Find the line containing "Annotate every instance of the woman with long". Return it and every line after it, unchanged, up to and including the last line.
━━━ Record set
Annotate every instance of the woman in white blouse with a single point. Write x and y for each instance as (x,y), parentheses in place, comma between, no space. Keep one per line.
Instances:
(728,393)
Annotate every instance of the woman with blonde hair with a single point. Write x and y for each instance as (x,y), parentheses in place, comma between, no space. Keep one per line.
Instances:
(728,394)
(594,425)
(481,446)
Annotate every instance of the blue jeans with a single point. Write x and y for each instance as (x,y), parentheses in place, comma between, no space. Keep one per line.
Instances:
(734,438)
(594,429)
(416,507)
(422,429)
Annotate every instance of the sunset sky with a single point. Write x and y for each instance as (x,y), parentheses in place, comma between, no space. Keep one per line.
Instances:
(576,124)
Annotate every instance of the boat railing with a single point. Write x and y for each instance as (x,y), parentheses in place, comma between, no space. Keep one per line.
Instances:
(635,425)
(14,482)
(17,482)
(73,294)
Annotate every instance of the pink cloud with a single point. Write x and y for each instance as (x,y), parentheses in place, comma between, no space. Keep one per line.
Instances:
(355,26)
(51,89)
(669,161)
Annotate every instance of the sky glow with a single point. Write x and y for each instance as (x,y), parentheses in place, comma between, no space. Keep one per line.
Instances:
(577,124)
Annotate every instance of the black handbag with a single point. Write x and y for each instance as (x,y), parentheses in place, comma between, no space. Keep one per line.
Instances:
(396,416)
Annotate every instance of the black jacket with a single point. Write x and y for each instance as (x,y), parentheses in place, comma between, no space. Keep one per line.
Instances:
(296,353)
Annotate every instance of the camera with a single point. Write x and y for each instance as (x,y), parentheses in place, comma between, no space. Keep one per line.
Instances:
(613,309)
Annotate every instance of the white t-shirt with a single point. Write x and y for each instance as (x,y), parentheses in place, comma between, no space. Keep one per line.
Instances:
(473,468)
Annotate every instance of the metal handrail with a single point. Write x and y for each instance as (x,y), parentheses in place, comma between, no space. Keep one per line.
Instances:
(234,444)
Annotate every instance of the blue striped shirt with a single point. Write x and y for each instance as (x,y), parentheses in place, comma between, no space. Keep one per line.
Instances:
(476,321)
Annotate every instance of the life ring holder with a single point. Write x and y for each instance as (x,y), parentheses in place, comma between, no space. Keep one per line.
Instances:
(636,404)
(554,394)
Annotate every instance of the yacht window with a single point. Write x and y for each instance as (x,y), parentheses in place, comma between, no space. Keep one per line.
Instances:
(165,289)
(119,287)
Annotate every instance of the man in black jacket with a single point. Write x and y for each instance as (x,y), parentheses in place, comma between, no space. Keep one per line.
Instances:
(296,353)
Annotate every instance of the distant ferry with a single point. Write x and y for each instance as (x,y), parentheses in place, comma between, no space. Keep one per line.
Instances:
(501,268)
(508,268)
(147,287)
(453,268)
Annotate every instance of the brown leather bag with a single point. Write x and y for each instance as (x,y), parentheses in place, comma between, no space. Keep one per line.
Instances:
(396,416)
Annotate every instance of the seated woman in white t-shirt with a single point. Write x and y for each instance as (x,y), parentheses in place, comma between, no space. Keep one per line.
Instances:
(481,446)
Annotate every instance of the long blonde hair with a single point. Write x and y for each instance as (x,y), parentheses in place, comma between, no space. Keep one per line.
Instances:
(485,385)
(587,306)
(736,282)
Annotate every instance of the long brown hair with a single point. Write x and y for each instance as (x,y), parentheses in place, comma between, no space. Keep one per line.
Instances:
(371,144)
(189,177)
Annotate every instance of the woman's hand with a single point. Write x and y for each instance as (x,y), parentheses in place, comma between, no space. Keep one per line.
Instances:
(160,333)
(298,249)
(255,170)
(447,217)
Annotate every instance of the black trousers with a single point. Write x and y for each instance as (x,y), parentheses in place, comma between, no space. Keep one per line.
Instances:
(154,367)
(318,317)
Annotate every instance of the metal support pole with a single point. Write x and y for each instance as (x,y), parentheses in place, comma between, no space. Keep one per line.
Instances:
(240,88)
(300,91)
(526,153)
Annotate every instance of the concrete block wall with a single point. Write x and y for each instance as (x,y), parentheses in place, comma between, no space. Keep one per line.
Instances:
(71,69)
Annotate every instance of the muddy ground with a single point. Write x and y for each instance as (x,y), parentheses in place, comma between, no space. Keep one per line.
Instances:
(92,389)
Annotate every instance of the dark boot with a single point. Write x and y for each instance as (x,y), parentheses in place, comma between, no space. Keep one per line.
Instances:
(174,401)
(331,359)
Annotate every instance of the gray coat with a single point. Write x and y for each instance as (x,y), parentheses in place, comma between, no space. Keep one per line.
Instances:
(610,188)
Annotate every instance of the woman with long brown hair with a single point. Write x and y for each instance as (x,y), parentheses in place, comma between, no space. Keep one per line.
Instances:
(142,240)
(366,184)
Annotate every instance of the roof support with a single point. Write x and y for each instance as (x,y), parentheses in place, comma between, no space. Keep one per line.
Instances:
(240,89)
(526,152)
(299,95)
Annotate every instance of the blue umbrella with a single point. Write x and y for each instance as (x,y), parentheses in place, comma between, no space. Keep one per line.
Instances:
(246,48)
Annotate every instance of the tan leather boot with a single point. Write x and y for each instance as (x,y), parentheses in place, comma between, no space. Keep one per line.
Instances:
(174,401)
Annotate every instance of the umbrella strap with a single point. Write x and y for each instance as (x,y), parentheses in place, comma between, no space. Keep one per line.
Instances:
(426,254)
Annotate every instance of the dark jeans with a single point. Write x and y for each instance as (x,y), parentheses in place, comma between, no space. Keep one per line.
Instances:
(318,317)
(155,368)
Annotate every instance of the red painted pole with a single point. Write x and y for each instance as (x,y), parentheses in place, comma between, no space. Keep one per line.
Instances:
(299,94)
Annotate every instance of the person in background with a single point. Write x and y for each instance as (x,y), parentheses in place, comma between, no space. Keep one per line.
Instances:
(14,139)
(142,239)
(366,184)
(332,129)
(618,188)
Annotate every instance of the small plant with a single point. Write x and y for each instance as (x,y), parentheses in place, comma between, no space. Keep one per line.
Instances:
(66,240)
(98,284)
━━━━━━
Exercise result:
Annotate every instance of the woman with long brown hair with a single point. Write x and y for each instance as (x,y), parentheses in place, comma between, no space. Keep one per line.
Instances:
(142,240)
(366,184)
Annotate every instance of the roof support with a single point. Write x and y for each instance as (x,y), parentheses in place, comma between, no space. Keep one per line.
Instances:
(240,89)
(526,152)
(299,95)
Annotate every instance of the blue umbrella with a single point. Write x and y for each instance as (x,y), parentheses in place, comma between, no space. Keep one per line.
Instances:
(246,48)
Annotate every instance of the tan leather boot with a single point. Write x and y for each instance as (x,y), parentheses in place, comma between, no space. Keep one per line.
Instances:
(174,401)
Annotate every instance of the umbrella strap with a single point. Write x and y for each instance as (x,y), parentheses in place, comma between, no space. Keep one per line.
Instances:
(426,254)
Annotate every instance of the dark jeans with a single point. Write x and y for each instance as (x,y), parentheses in place, comma between, no space. Keep one per line.
Instances:
(318,317)
(155,368)
Annotate every instance of the red painted pole with a single point. Write x and y for each instance as (x,y), parentheses in place, comma between, no space. Keep one per line.
Instances:
(299,94)
Annotate every instance of the person in background with a single point. Write x and y for each instance as (x,y), parentheses in place, comma between, no space. Keep one per line.
Instances:
(14,139)
(142,239)
(366,184)
(332,129)
(618,188)
Annotate every instance of the small plant with a single point. Write x and y for each instance as (x,y), parentheses in place, comma between, no space. Keep one per line.
Instances:
(66,240)
(98,284)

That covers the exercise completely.